Annotated coordinate records
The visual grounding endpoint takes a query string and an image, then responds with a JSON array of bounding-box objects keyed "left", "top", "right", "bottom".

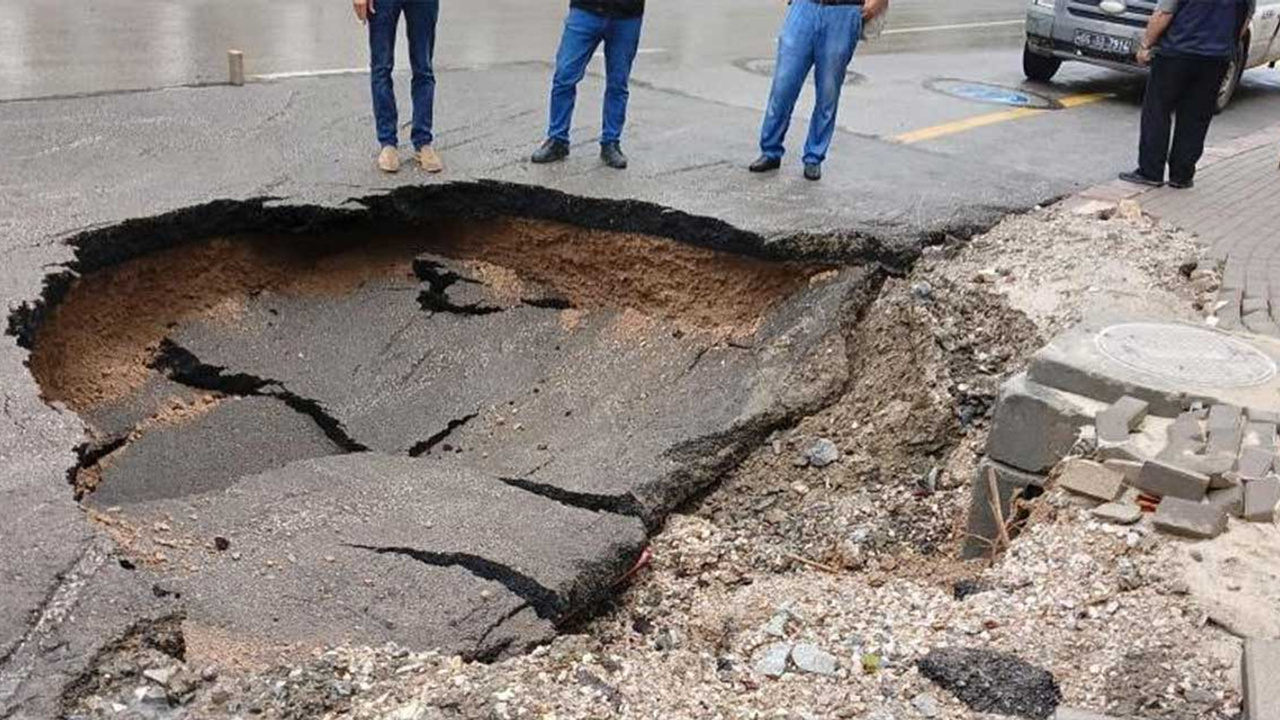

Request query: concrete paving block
[
  {"left": 1057, "top": 460, "right": 1124, "bottom": 502},
  {"left": 1094, "top": 396, "right": 1151, "bottom": 442},
  {"left": 1152, "top": 497, "right": 1226, "bottom": 538},
  {"left": 1244, "top": 475, "right": 1280, "bottom": 523},
  {"left": 1242, "top": 420, "right": 1276, "bottom": 452},
  {"left": 1206, "top": 486, "right": 1244, "bottom": 518},
  {"left": 1240, "top": 638, "right": 1280, "bottom": 720},
  {"left": 1093, "top": 502, "right": 1142, "bottom": 525},
  {"left": 1134, "top": 460, "right": 1208, "bottom": 502},
  {"left": 963, "top": 457, "right": 1047, "bottom": 559},
  {"left": 987, "top": 374, "right": 1101, "bottom": 474},
  {"left": 1235, "top": 447, "right": 1276, "bottom": 480}
]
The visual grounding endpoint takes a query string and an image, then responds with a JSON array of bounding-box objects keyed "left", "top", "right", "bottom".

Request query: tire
[
  {"left": 1023, "top": 45, "right": 1062, "bottom": 82},
  {"left": 1213, "top": 40, "right": 1248, "bottom": 113}
]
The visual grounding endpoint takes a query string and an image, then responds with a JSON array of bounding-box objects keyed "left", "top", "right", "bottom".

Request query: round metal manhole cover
[
  {"left": 733, "top": 58, "right": 867, "bottom": 87},
  {"left": 1097, "top": 323, "right": 1276, "bottom": 387},
  {"left": 924, "top": 78, "right": 1062, "bottom": 110}
]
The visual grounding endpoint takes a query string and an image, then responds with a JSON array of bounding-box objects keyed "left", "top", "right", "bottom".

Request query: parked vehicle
[{"left": 1023, "top": 0, "right": 1280, "bottom": 111}]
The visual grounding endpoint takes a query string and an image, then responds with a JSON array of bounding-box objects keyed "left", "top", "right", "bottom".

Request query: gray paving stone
[
  {"left": 1244, "top": 475, "right": 1280, "bottom": 523},
  {"left": 1206, "top": 486, "right": 1244, "bottom": 518},
  {"left": 1152, "top": 497, "right": 1226, "bottom": 538},
  {"left": 963, "top": 457, "right": 1047, "bottom": 559},
  {"left": 1094, "top": 396, "right": 1151, "bottom": 442},
  {"left": 1057, "top": 459, "right": 1124, "bottom": 502},
  {"left": 1235, "top": 447, "right": 1276, "bottom": 480},
  {"left": 1134, "top": 460, "right": 1208, "bottom": 502},
  {"left": 987, "top": 373, "right": 1093, "bottom": 473},
  {"left": 1240, "top": 638, "right": 1280, "bottom": 720}
]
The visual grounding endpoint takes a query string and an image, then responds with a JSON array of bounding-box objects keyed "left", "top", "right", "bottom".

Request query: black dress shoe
[
  {"left": 1120, "top": 170, "right": 1165, "bottom": 187},
  {"left": 600, "top": 142, "right": 627, "bottom": 170},
  {"left": 530, "top": 137, "right": 568, "bottom": 165},
  {"left": 746, "top": 155, "right": 782, "bottom": 173}
]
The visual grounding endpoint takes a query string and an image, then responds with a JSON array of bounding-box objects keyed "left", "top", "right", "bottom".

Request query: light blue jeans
[{"left": 760, "top": 0, "right": 863, "bottom": 165}]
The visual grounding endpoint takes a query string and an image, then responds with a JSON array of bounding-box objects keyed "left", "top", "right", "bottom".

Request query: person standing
[
  {"left": 749, "top": 0, "right": 888, "bottom": 181},
  {"left": 353, "top": 0, "right": 444, "bottom": 173},
  {"left": 1120, "top": 0, "right": 1254, "bottom": 188},
  {"left": 531, "top": 0, "right": 644, "bottom": 170}
]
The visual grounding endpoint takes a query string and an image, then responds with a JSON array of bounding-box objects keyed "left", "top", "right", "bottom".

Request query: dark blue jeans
[
  {"left": 369, "top": 0, "right": 440, "bottom": 150},
  {"left": 760, "top": 0, "right": 863, "bottom": 164},
  {"left": 547, "top": 9, "right": 643, "bottom": 145}
]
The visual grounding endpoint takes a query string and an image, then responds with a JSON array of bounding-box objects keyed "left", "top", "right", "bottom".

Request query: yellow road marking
[{"left": 890, "top": 92, "right": 1114, "bottom": 145}]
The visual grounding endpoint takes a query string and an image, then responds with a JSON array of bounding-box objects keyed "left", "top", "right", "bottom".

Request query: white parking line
[{"left": 884, "top": 18, "right": 1027, "bottom": 35}]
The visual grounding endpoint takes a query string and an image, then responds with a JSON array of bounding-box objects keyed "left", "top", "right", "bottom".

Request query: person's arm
[{"left": 1138, "top": 0, "right": 1181, "bottom": 65}]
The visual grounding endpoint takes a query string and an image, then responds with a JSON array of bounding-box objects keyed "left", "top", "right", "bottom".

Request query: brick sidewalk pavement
[{"left": 1073, "top": 126, "right": 1280, "bottom": 337}]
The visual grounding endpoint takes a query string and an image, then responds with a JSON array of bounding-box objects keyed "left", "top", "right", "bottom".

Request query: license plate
[{"left": 1075, "top": 29, "right": 1133, "bottom": 55}]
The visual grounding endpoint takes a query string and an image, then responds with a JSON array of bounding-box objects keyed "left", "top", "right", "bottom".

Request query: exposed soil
[{"left": 31, "top": 218, "right": 820, "bottom": 410}]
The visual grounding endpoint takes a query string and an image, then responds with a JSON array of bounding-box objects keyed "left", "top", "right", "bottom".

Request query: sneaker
[
  {"left": 1120, "top": 170, "right": 1165, "bottom": 187},
  {"left": 530, "top": 137, "right": 568, "bottom": 165},
  {"left": 746, "top": 155, "right": 782, "bottom": 173},
  {"left": 600, "top": 142, "right": 627, "bottom": 170},
  {"left": 417, "top": 145, "right": 444, "bottom": 176},
  {"left": 378, "top": 145, "right": 399, "bottom": 173}
]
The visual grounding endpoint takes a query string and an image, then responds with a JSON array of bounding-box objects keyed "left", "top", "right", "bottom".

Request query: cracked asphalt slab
[{"left": 0, "top": 65, "right": 1049, "bottom": 717}]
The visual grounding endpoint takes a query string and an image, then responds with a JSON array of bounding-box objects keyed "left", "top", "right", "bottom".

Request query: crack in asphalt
[
  {"left": 408, "top": 413, "right": 480, "bottom": 457},
  {"left": 498, "top": 478, "right": 644, "bottom": 518},
  {"left": 346, "top": 543, "right": 564, "bottom": 623},
  {"left": 154, "top": 338, "right": 369, "bottom": 452}
]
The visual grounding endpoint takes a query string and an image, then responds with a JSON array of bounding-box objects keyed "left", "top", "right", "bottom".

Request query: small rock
[
  {"left": 791, "top": 643, "right": 840, "bottom": 675},
  {"left": 804, "top": 438, "right": 840, "bottom": 468},
  {"left": 753, "top": 643, "right": 791, "bottom": 678}
]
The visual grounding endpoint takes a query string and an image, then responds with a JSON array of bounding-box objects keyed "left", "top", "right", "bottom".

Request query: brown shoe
[
  {"left": 417, "top": 145, "right": 444, "bottom": 174},
  {"left": 378, "top": 145, "right": 399, "bottom": 173}
]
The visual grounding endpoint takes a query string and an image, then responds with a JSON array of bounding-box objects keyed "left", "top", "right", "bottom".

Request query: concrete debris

> _Problem to solve_: Count the lines in the material above that contain the string "person", treating case as significant, and give only the number.

> _Output for this task_: 2